- WORK TO BE COMPLETED: Restate all the entries exactly as they appear, apart from the pictures.

- DATASET ENTRIES:
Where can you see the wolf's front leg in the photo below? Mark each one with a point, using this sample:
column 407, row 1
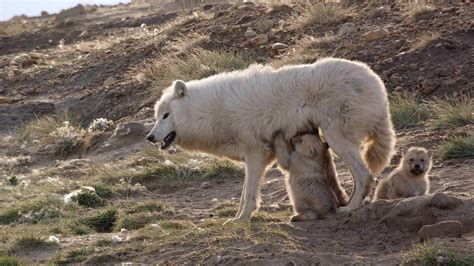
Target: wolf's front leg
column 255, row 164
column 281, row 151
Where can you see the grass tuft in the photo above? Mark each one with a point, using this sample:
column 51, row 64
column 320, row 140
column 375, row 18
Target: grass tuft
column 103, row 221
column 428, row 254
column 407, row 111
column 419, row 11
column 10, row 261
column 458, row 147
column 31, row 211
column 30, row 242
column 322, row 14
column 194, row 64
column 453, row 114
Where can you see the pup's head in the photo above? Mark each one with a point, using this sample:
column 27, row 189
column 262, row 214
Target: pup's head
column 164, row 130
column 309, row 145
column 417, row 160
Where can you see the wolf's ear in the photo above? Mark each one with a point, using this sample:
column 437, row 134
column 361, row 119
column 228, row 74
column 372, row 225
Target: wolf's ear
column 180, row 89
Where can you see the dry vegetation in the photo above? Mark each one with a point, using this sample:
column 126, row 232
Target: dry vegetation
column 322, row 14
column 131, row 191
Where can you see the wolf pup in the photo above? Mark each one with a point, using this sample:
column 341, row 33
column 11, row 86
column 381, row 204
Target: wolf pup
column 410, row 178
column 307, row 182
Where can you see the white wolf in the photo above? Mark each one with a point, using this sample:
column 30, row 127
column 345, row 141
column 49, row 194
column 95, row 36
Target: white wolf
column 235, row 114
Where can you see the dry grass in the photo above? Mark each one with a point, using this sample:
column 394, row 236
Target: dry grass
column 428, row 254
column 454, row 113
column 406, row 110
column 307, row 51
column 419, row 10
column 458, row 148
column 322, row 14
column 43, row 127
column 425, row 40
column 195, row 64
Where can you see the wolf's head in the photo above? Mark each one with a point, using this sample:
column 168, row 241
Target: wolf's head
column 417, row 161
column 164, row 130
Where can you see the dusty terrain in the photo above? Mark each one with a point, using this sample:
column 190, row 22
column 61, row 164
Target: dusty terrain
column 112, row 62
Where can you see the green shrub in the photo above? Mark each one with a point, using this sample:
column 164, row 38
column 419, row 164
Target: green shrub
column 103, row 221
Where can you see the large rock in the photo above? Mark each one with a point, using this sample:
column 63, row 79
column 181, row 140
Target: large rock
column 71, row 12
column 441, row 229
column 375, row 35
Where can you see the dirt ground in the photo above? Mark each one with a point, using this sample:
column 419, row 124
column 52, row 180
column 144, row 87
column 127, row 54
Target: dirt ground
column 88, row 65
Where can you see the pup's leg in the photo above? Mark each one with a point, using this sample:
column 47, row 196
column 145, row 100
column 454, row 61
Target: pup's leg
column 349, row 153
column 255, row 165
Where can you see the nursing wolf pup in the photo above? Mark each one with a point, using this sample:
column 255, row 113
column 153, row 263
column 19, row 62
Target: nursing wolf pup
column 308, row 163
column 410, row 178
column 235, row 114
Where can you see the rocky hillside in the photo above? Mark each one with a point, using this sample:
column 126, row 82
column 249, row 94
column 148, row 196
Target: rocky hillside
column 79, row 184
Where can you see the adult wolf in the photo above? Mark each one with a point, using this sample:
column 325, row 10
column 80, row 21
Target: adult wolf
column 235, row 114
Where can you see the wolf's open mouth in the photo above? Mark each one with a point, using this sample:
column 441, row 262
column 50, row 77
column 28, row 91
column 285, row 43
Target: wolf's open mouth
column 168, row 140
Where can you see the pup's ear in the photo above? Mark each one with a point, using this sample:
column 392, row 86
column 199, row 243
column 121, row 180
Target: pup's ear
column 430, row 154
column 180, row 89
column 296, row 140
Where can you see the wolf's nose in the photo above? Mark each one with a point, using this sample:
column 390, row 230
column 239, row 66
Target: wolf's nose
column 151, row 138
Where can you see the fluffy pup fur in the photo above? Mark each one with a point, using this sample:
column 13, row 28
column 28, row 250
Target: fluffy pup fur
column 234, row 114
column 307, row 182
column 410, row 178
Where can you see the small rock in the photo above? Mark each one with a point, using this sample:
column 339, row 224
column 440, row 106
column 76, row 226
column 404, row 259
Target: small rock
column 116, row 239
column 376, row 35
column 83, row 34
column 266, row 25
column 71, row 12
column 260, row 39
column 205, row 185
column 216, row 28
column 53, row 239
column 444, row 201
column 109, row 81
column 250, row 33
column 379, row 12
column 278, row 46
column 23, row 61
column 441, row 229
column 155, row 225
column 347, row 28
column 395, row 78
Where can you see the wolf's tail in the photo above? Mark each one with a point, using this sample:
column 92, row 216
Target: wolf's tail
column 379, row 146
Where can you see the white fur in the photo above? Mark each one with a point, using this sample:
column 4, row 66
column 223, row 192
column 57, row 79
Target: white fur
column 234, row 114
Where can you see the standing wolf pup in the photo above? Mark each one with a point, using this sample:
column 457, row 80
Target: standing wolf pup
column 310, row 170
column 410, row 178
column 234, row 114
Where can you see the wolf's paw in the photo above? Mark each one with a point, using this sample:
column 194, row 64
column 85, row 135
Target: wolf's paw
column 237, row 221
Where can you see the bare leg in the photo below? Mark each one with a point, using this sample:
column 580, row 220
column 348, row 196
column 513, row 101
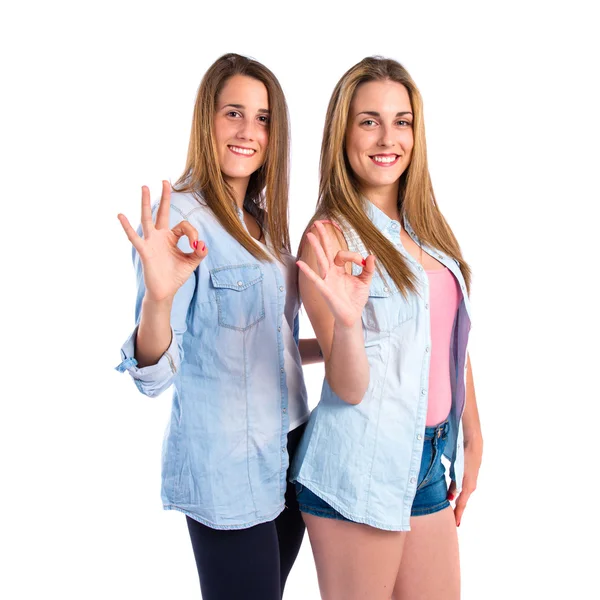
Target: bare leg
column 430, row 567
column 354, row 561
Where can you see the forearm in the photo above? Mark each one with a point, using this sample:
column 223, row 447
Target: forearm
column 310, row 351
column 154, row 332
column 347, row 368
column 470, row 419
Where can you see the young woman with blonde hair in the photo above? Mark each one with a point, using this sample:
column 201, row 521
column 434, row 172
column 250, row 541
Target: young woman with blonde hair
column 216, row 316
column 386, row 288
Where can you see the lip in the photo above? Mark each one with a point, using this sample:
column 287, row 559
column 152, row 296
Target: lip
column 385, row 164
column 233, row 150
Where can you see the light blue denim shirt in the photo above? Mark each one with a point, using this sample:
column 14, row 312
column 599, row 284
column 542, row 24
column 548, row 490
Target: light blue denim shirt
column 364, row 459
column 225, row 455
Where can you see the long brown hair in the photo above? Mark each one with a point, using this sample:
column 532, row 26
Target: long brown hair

- WORKED SOLUTION:
Where can you see the wolf's front leg in the photo below? Mark each one with a point, using this sample:
column 407, row 1
Target: wolf's front leg
column 255, row 164
column 281, row 151
Where can you see the grass tuft in the photo above? Mark each one with a point, using this sample:
column 51, row 64
column 320, row 140
column 375, row 18
Target: grass tuft
column 103, row 221
column 428, row 254
column 407, row 111
column 419, row 11
column 10, row 261
column 458, row 147
column 31, row 211
column 30, row 242
column 322, row 14
column 194, row 64
column 453, row 114
Where can you see the pup's head in the photo above? Mark each one with a point, using this sample:
column 27, row 189
column 262, row 214
Target: pup's head
column 164, row 130
column 309, row 145
column 417, row 160
Where can you see the wolf's ear in the photo above? Mark each one with a point, using this sample:
column 437, row 134
column 361, row 119
column 228, row 74
column 372, row 225
Target: wolf's ear
column 180, row 89
Where can you see the dry vegetation in the photo above? Mark each one with a point, using this sample:
column 126, row 232
Target: dry vegetation
column 322, row 14
column 131, row 191
Where can you see the wolf pup in the photo above? Mark each one with a point, using this sample:
column 341, row 33
column 11, row 86
column 381, row 204
Target: wolf pup
column 410, row 178
column 307, row 182
Where can you see the white wolf in the photo above? Mark each one with a point, using this sample:
column 30, row 127
column 345, row 141
column 49, row 194
column 95, row 36
Target: white wolf
column 235, row 114
Where can you see the dry grass in the photo above? Mark each one with a point, using this sample:
column 394, row 236
Target: dry grass
column 428, row 254
column 454, row 113
column 406, row 110
column 307, row 51
column 419, row 10
column 458, row 148
column 322, row 14
column 43, row 127
column 425, row 40
column 195, row 64
Where can you see the wolf's head in the photo above? Mark each one with a point, using this sample:
column 168, row 241
Target: wolf's head
column 417, row 161
column 164, row 130
Where can you see the dusty terrain in the photo above? Mark each one with a point, using this sample:
column 190, row 22
column 61, row 164
Target: dusty terrain
column 112, row 62
Where can you see the green shrub in the photo above? Mark each one with a point, using this sample:
column 164, row 38
column 419, row 164
Target: green shrub
column 103, row 221
Where can you see the large rock in the photo above? Mark each one with a point, using this sample:
column 63, row 79
column 181, row 140
Target: large rock
column 71, row 12
column 441, row 229
column 375, row 35
Where can you see the dirt ground in the photo above? Mark each one with a point, using this sample:
column 419, row 124
column 52, row 180
column 144, row 87
column 127, row 54
Target: dirt ground
column 88, row 65
Where can you see the pup's leg in the photo above? Mark each one with a point, using this sample:
column 47, row 196
column 145, row 100
column 454, row 61
Target: pup's leg
column 349, row 153
column 255, row 165
Where can you see the nursing wolf pup in the photo above? Mark each one with a point, using this sample:
column 255, row 113
column 153, row 263
column 19, row 62
Target: nursing wolf pup
column 308, row 163
column 410, row 178
column 235, row 114
Where can you see the rocky hillside in the photo above? Mark each one with a point, using this sample:
column 126, row 82
column 249, row 94
column 148, row 196
Target: rocky hillside
column 79, row 184
Where can you see the adult wolf in the photo above? Mark each one with a point, using this sample:
column 325, row 10
column 80, row 21
Target: adult wolf
column 235, row 114
Where can you see the wolf's open mouth in the photo above? Mark each one with a point, using this sample:
column 441, row 262
column 50, row 77
column 28, row 91
column 285, row 43
Target: wolf's open mouth
column 168, row 140
Where can you see the pup's ear in the photo above? Mark each one with a point, using this sample:
column 392, row 86
column 199, row 243
column 121, row 180
Target: pup's ear
column 430, row 154
column 180, row 89
column 296, row 140
Where can you see the wolf's nose in the photo above? Mark each one with a point, using this sample:
column 390, row 230
column 239, row 66
Target: wolf's nose
column 151, row 138
Where can you see the fluffy pup fur in the photo above? Mark each one with a point, using this sample:
column 13, row 28
column 28, row 250
Target: fluffy pup fur
column 234, row 114
column 307, row 182
column 410, row 178
Where can you see the small rock in the photo above? Mark each one with a point, using this sample:
column 339, row 224
column 440, row 106
column 76, row 226
column 404, row 259
Target: small rock
column 116, row 239
column 376, row 35
column 83, row 34
column 266, row 25
column 71, row 12
column 260, row 39
column 205, row 185
column 216, row 28
column 53, row 239
column 444, row 201
column 109, row 81
column 250, row 33
column 379, row 12
column 278, row 46
column 23, row 61
column 441, row 229
column 155, row 225
column 347, row 28
column 395, row 78
Where can you see the wolf's tail in the photo above? Mark each one with a point, using this sample:
column 92, row 216
Target: wolf's tail
column 379, row 146
Where can you see the white fur in the photo above? Mark each one with a point, using this sample:
column 4, row 66
column 223, row 192
column 57, row 79
Target: white fur
column 234, row 114
Where can you see the standing wolf pup in the photo above? Mark each one with a point, using this sample:
column 457, row 80
Target: standing wolf pup
column 310, row 170
column 410, row 178
column 234, row 114
Where can you see the wolf's paw in the photo above? Mark each one with a point, using this sample:
column 194, row 64
column 85, row 135
Target: wolf's paw
column 237, row 221
Where can you see the bare leg in the photo below? Mark each one with a point, using this sample:
column 580, row 220
column 348, row 196
column 513, row 101
Target: bare leg
column 430, row 567
column 354, row 561
Where can you see the forearm in the photo above? Mark each one with a point, using this sample:
column 223, row 447
Target: forearm
column 310, row 351
column 154, row 332
column 347, row 368
column 470, row 419
Where can you see the young woman with blonde hair in the photo above? Mark each one with a point, using this sample:
column 201, row 521
column 434, row 172
column 250, row 541
Target: young woman with blonde hair
column 216, row 316
column 386, row 288
Where can you see the lip in the photo above? Mark each one with a point, using this sample:
column 287, row 559
column 152, row 296
Target: lip
column 385, row 164
column 233, row 150
Where can you see the light blue denim shirt in the photo above? Mark each one with a point, using this sample:
column 14, row 312
column 599, row 284
column 542, row 24
column 548, row 490
Target: light blue denim shirt
column 364, row 459
column 225, row 455
Where can you see the long brown hair in the photo above? Mark each one with a point, using this sample:
column 532, row 26
Target: long brown hair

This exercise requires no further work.